──────── Record list ────────
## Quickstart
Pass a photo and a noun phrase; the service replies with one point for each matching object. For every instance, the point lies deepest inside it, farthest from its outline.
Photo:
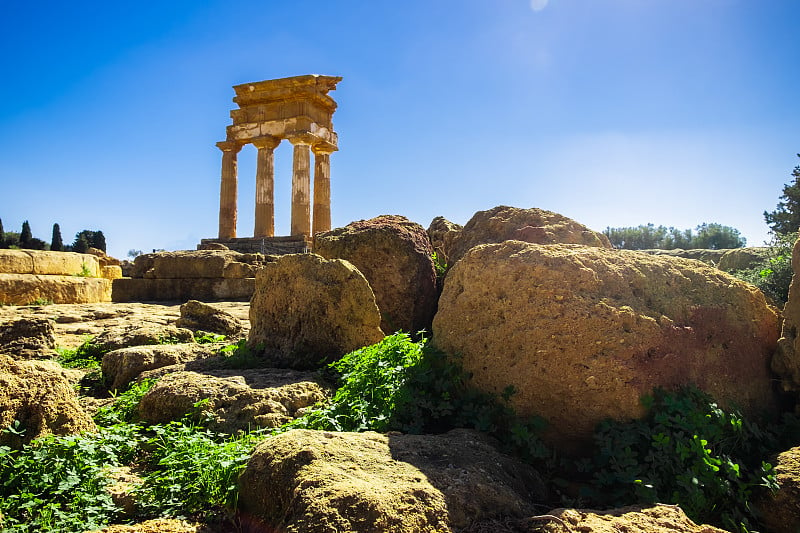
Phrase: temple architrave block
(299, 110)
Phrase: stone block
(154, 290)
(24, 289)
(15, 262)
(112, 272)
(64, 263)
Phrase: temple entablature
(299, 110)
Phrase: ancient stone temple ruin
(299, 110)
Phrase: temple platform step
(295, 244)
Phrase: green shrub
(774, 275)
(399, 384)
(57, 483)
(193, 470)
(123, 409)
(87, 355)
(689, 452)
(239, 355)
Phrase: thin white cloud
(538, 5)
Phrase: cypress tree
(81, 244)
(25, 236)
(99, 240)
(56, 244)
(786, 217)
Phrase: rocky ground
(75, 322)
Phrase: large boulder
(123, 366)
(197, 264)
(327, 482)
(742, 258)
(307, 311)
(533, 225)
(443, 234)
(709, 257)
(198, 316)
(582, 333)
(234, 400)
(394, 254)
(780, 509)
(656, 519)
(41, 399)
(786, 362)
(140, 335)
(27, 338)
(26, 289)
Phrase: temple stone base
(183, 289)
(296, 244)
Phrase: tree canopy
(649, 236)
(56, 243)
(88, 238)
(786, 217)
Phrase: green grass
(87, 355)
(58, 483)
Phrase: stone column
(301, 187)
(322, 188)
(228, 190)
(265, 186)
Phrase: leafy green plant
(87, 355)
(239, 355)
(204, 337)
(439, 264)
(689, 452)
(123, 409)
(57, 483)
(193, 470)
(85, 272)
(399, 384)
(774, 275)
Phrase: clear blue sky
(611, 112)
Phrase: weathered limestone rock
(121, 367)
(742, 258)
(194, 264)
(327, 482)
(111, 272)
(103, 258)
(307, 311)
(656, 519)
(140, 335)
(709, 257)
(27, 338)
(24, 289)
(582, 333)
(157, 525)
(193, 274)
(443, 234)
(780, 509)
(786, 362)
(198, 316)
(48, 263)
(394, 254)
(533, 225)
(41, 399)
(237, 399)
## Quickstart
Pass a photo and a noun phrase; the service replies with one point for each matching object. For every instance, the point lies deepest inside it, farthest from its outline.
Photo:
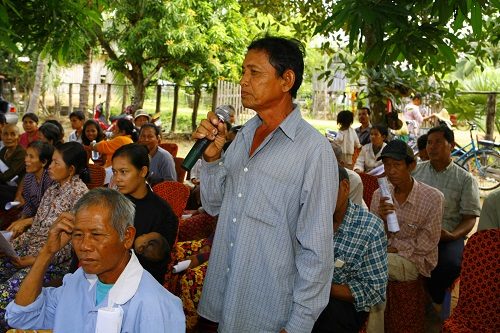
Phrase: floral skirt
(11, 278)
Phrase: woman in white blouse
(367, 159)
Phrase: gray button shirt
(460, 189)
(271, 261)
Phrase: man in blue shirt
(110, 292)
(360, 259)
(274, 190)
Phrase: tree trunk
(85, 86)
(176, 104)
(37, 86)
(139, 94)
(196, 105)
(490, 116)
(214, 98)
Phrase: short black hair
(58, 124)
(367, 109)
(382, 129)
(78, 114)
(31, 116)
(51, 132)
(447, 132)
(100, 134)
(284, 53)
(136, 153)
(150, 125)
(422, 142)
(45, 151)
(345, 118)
────────
**Work required:** Every line of the data above should be quoted exactly. Omit the pictures.

**Completed task:**
## Quickstart
Pass a photo and a noun phrase; the service replies with one point for each matching object. For every instance, the point lies deepest inside it, farthest from its outline.
Photo:
Phrase: temple architrave block
(299, 110)
Phrase: stone block
(154, 290)
(24, 289)
(15, 262)
(112, 272)
(64, 263)
Phrase: temple entablature
(299, 110)
Phrase: ancient stone temple ruin
(299, 110)
Phrase: temple platform step
(295, 244)
Phrase: green shrub
(774, 275)
(399, 384)
(57, 483)
(193, 470)
(123, 409)
(87, 355)
(689, 452)
(239, 355)
Phrase: thin white cloud
(538, 5)
Phrase: cypress tree
(81, 244)
(25, 236)
(99, 240)
(56, 244)
(786, 217)
Phrase: rocky ground
(75, 322)
Phrase: large boulder
(123, 366)
(197, 264)
(327, 482)
(742, 258)
(307, 311)
(533, 225)
(443, 234)
(709, 257)
(198, 316)
(582, 333)
(234, 400)
(394, 254)
(780, 509)
(656, 519)
(41, 399)
(786, 362)
(140, 335)
(27, 338)
(26, 289)
Phrase: temple stone base
(183, 289)
(296, 244)
Phrase: tree canopy
(649, 236)
(56, 243)
(88, 238)
(786, 217)
Phrase: green grass
(87, 355)
(58, 483)
Phrase: stone column
(301, 187)
(322, 188)
(228, 190)
(265, 186)
Phrase: leafy green plant
(87, 355)
(239, 355)
(204, 337)
(439, 264)
(689, 452)
(123, 409)
(57, 483)
(193, 470)
(85, 272)
(399, 384)
(774, 275)
Phrase: clear blue sky
(611, 112)
Phrase: weathered limestone rock
(121, 367)
(742, 258)
(194, 264)
(327, 482)
(111, 272)
(103, 258)
(307, 311)
(656, 519)
(140, 335)
(709, 257)
(27, 338)
(24, 289)
(582, 333)
(157, 525)
(193, 274)
(443, 234)
(780, 509)
(786, 362)
(198, 316)
(48, 263)
(394, 254)
(533, 225)
(41, 399)
(237, 399)
## Quickstart
Pass a photo and a noun phrase; the service replies with one point for each matching object. For every instance, the point lies deepest inside it, farthest from its outline.
Photo:
Phrase: floral skirt
(11, 278)
Phrase: woman in white blouse
(367, 159)
Phrase: gray button shirt
(460, 189)
(271, 261)
Phrase: man in blue shirt
(110, 292)
(360, 259)
(274, 190)
Phrase: tree trunk
(85, 86)
(176, 104)
(37, 86)
(139, 94)
(196, 105)
(490, 116)
(214, 98)
Phrase: short black hair
(58, 124)
(367, 109)
(382, 129)
(78, 114)
(31, 116)
(51, 132)
(447, 132)
(100, 134)
(284, 53)
(136, 153)
(150, 125)
(422, 142)
(45, 151)
(345, 118)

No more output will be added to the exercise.